# Extrait
Foule sentimentale

Le rôle positif des émotions ne cesse d’être célébré. Selon Antonio Damasio, elles ont été le moteur biologique du développement des cultures humaines. Mais les sociologues montrent qu’elles ont aussi des usages peu spontanés.

Il y a vingt ans encore, les émotions passaient pour les ennemies de la raison. Aujourd’hui, que ce soit en les maîtrisant ou en les cultivant, elles sont considérées comme les clefs d’une vie bien menée. Il suffit de mesurer le succès des thérapies comportementales, des manuels de développement personnel et de psychologie dite positive pour s’en convaincre. Pourtant, la définition même de ce qu’est une émotion ne fait pas consensus. Si notre capacité à avoir des états d’âme est sans doute ce qui nous distingue encore des robots, il est difficile de démêler ce qui dans le ressenti d’une émotion relève de la physiologie, de la psychologie voire de ce que notre environnement nous a appris à sentir et à exprimer ou non.

# Données fournies
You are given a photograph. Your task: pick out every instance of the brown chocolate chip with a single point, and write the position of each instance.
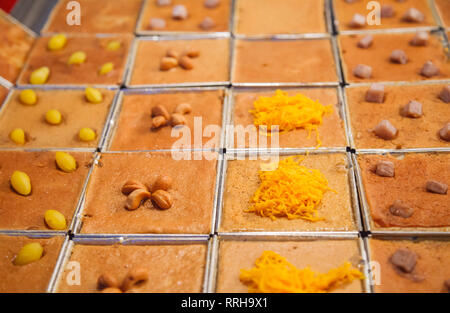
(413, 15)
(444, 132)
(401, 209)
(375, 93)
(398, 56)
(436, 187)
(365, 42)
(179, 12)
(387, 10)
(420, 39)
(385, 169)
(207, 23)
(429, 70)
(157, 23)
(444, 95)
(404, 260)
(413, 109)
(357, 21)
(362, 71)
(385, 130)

...

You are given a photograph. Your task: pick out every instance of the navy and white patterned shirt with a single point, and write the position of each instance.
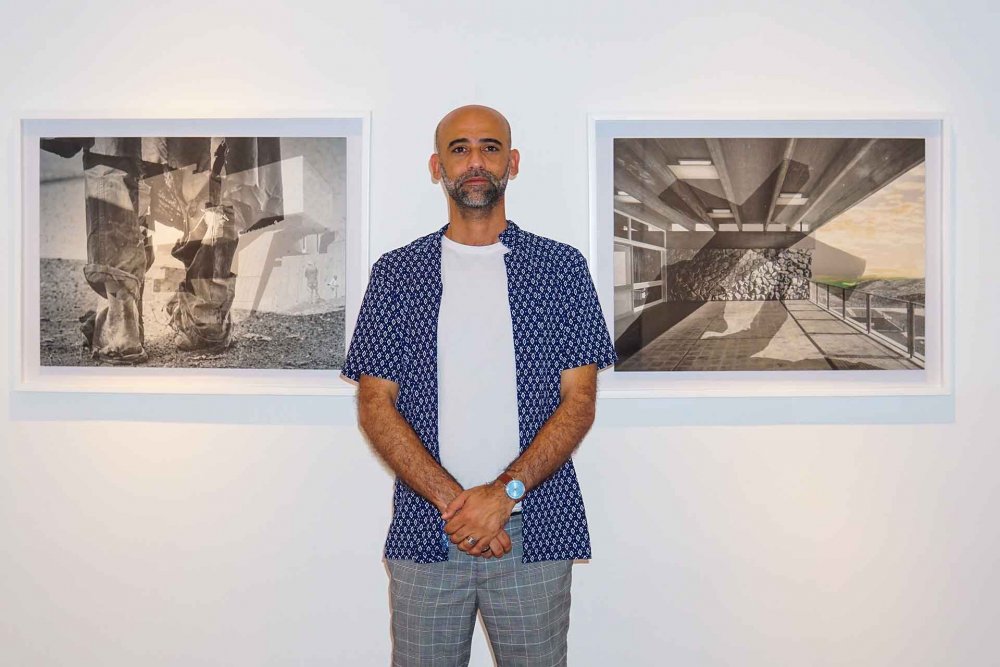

---

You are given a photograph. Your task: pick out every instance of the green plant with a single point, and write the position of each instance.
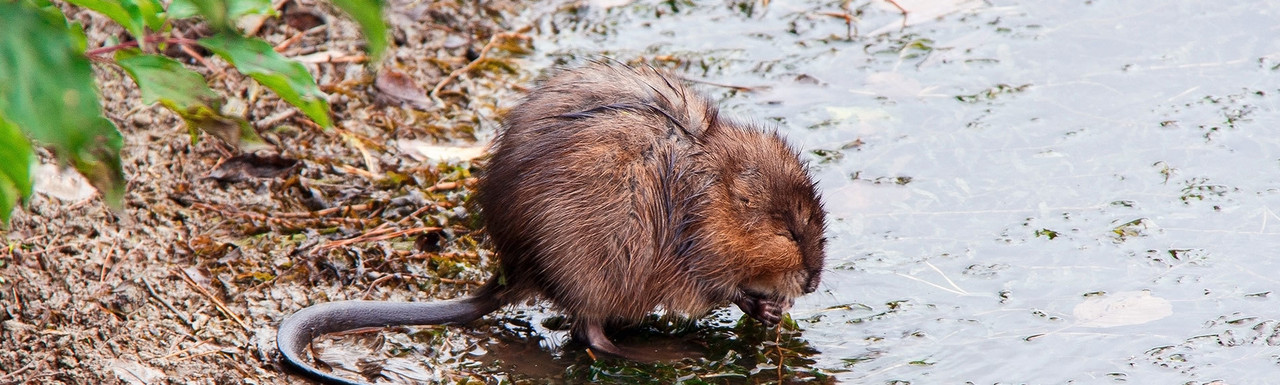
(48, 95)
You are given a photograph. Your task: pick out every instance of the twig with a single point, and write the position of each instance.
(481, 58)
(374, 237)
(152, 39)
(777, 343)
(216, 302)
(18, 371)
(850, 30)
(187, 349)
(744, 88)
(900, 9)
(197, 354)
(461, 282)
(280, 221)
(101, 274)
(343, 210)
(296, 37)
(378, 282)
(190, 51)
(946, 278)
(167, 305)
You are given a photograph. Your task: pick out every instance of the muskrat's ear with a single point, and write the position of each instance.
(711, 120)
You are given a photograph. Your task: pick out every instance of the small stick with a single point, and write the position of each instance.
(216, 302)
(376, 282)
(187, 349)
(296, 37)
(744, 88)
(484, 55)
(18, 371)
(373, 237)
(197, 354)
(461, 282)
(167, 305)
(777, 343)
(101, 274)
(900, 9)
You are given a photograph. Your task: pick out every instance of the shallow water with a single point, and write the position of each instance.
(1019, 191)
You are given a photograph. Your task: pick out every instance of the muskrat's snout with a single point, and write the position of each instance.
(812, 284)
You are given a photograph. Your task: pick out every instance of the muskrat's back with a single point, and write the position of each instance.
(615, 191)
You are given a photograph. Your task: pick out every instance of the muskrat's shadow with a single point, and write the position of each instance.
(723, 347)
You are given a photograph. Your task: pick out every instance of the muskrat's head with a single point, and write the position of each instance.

# Tâche à réaliser
Restituez mot pour mot l'intégralité de l'extrait sur les émotions. Les enregistrements ci-dessus proviennent d'une autre source que l'extrait.

# Corrigé
Foule sentimentale

Le rôle positif des émotions ne cesse d’être célébré. Selon Antonio Damasio, elles ont été le moteur biologique du développement des cultures humaines. Mais les sociologues montrent qu’elles ont aussi des usages peu spontanés.

Il y a vingt ans encore, les émotions passaient pour les ennemies de la raison. Aujourd’hui, que ce soit en les maîtrisant ou en les cultivant, elles sont considérées comme les clefs d’une vie bien menée. Il suffit de mesurer le succès des thérapies comportementales, des manuels de développement personnel et de psychologie dite positive pour s’en convaincre. Pourtant, la définition même de ce qu’est une émotion ne fait pas consensus. Si notre capacité à avoir des états d’âme est sans doute ce qui nous distingue encore des robots, il est difficile de démêler ce qui dans le ressenti d’une émotion relève de la physiologie, de la psychologie voire de ce que notre environnement nous a appris à sentir et à exprimer ou non.